# Exercise goal:
Turn the records below into a numbered list, dropping any blank lines.

# Contour labeling items:
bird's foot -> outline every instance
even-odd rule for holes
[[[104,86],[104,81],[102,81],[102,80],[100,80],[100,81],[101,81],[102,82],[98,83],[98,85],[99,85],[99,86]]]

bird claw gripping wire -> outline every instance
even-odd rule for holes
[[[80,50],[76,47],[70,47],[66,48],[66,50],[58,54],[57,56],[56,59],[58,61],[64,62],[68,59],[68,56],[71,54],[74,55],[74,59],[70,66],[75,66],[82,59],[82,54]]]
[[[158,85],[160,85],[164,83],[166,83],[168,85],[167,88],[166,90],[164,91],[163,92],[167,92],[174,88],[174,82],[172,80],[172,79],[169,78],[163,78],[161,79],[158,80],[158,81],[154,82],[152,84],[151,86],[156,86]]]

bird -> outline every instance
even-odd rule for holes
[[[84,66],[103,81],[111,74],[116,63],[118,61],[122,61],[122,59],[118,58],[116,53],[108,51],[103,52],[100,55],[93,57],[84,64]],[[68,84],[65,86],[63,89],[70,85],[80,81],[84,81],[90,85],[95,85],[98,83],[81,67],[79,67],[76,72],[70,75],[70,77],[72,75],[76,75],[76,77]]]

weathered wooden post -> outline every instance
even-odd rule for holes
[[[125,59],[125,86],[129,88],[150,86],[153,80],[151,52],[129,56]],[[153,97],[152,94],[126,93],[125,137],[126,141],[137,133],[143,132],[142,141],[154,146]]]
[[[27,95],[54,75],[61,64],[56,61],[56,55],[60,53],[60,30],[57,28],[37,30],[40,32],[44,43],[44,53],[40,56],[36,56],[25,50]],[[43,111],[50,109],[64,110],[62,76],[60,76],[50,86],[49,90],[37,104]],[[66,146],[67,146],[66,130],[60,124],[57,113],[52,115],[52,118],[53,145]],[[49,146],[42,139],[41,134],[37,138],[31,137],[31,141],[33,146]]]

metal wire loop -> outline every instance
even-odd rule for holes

# Final result:
1. bird's foot -> outline every instance
2. even-odd rule for holes
3. [[[104,86],[104,81],[102,81],[102,80],[100,80],[100,81],[101,81],[102,82],[98,83],[98,85],[99,85],[99,86]]]
4. bird claw gripping wire -> outline every instance
5. even-odd rule for holes
6. [[[80,50],[76,47],[70,47],[66,48],[66,50],[58,54],[57,56],[56,59],[58,61],[64,62],[68,59],[68,56],[71,54],[74,55],[74,59],[70,66],[75,66],[82,59],[82,54]]]
7. [[[158,85],[160,85],[164,83],[166,83],[168,85],[167,88],[166,90],[164,91],[163,92],[167,92],[174,88],[174,82],[172,80],[172,79],[169,78],[163,78],[161,79],[158,80],[158,81],[154,82],[152,84],[151,86],[156,86]]]
8. bird -> outline every instance
9. even-odd rule for holes
10. [[[84,66],[103,81],[111,74],[116,63],[118,61],[122,61],[122,59],[118,58],[116,53],[108,51],[103,52],[100,55],[93,57],[84,64]],[[68,84],[65,86],[63,89],[70,85],[80,81],[84,81],[90,85],[95,85],[98,83],[81,67],[79,67],[76,72],[70,75],[70,77],[72,75],[76,75],[76,77]]]
11. weathered wooden post -> outline every instance
12. even-odd rule for holes
13. [[[125,59],[125,86],[129,88],[150,86],[153,80],[151,52],[129,56]],[[153,97],[152,94],[126,93],[125,137],[126,141],[137,133],[143,132],[142,141],[154,146]]]
14. [[[27,95],[54,75],[61,64],[56,61],[56,55],[60,53],[60,30],[57,28],[37,30],[40,32],[44,43],[44,53],[40,56],[36,56],[25,50]],[[43,111],[50,109],[64,110],[62,76],[60,76],[50,86],[49,90],[37,104]],[[66,146],[67,146],[66,130],[60,124],[57,113],[52,115],[52,118],[53,145]],[[49,146],[42,139],[41,134],[37,138],[31,137],[31,141],[33,146]]]
15. metal wire loop -> outline every instance
16. even-odd rule for holes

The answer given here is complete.